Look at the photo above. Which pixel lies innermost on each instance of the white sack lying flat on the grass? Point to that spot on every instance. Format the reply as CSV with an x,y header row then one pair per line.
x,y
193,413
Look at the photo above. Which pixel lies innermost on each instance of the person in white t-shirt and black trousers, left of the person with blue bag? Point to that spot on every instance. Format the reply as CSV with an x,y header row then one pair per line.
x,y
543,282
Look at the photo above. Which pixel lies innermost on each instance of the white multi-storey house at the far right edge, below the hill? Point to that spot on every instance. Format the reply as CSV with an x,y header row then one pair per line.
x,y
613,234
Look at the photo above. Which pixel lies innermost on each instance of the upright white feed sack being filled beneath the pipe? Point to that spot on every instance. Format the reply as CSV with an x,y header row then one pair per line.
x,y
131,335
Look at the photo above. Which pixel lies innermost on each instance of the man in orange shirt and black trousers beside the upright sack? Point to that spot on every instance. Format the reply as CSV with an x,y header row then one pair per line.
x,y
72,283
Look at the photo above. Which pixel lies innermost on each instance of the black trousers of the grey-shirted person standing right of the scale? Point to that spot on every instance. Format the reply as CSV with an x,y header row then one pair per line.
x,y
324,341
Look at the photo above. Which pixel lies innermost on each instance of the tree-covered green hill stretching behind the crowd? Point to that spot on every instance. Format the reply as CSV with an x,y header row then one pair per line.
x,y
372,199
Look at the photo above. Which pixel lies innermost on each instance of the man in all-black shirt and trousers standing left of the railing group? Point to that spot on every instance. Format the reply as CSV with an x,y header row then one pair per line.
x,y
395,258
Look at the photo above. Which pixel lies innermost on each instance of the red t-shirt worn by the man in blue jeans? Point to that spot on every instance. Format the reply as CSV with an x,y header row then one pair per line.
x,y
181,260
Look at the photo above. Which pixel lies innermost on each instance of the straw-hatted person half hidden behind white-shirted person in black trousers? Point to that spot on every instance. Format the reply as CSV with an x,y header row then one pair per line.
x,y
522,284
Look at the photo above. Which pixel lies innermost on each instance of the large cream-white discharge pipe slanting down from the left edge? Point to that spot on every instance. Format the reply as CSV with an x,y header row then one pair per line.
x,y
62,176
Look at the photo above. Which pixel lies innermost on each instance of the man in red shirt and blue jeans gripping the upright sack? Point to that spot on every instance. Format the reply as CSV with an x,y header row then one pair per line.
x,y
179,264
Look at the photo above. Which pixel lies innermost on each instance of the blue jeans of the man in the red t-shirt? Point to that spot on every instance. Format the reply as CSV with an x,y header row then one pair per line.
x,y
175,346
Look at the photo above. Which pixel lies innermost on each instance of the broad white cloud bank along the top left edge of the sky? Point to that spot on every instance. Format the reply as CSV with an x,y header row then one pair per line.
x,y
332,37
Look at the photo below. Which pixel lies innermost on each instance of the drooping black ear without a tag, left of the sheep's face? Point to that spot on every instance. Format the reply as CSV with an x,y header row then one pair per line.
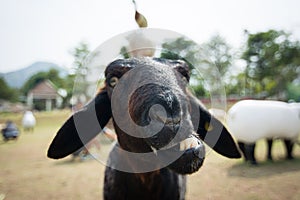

============================================================

REQUIRED WORK: Everything in the data except the pictures must be retyped exactly.

ANSWER FOR THE TASK:
Look at the photo above. Which pixel lies innermost on each instance of the white sack lying flat on the grass? Point to that spot on every instance. Format the reply as CSV with an x,y header row then one pair per line.
x,y
193,413
Look at the photo above. Which pixel lies innermost on each instance of the person in white t-shirt and black trousers, left of the person with blue bag? Point to that spot on every instance. Format the reply as CSV with an x,y header row then one pair per line.
x,y
543,282
Look at the photo above. Which pixel lies innermost on each instance of the white multi-storey house at the far right edge, below the hill? Point to that spot on every instance. Format the reply as CSV with an x,y header row then one pair per line.
x,y
613,234
Look at the photo above. Which pixel lies innermost on each instance of the upright white feed sack being filled beneath the pipe? Point to that spot on every instance. Format the reply as CSV with an x,y header row then one pair per line.
x,y
131,335
Look at the photo above. Which pixel lies innermost on each instance of the man in orange shirt and black trousers beside the upright sack? Point to that spot on every instance. Format the reply as CSV with an x,y header row then one pair per line.
x,y
72,283
Look at the photo above. Which pixel lies innermost on each instance of the black trousers of the grey-shirted person standing right of the scale? Point to that spot on every instance. Format the reply as CSV with an x,y header row then one pair per line.
x,y
324,341
Look at the photo above. Which pixel lies innermost on each instance of the tree-covered green hill stretching behind the crowd? Point to that spot on every instance. Format the reply as CSV with an x,y header row then one pair per line.
x,y
372,199
Look at the photo above. Which pixel lies innermost on each instance of the man in all-black shirt and trousers standing left of the railing group? Point to that spot on every instance. Format the reply as CSV with an x,y header row then one pair per line.
x,y
395,258
Look at the photo above. Which pixel lies innermost on each instance of the red t-shirt worn by the man in blue jeans? Point to that spot on every instance. Format the reply as CSV with an x,y header row then one pair per line.
x,y
181,260
Look at the photo above. Which pixel lies innermost on each instance of the straw-hatted person half hidden behind white-shirted person in black trousers? Point to that spot on every instance. Format the reply as CSV with an x,y header row then one pair per line.
x,y
522,284
Look at the photo above. Which pixel lies innermost on each instance of the large cream-white discharge pipe slanting down from the left edge? Point to that spot on every instance. Format the reply as CSV with an x,y header row then one pair per line.
x,y
62,176
Look at the photo above. Which pixel lies innermost on each instance of the man in red shirt and blue jeans gripping the upright sack? Point to that spot on every instance. Format the reply as CSV with an x,y header row then one pair per line.
x,y
179,264
Look at the photo above. Which pixel lies innermost on each instance of the blue jeans of the man in the red t-shirt? Point to that spot on every instance. Format the reply as CSV with an x,y header row then one pair per line.
x,y
175,346
Look at the photo above. Which pixel lies innermost on each instance of the broad white cloud bank along the top left edge of the sky? Point to that spot on every instance. Format the reply as CSV with an x,y header row then one pair per line.
x,y
332,37
Look at the photo below. Which pixel lies innermost on each instance of the drooping black ear without a tag, left of the sheep's face? Point to that spot on every instance. Format the reply as CSV with an x,y header row then one pair per line.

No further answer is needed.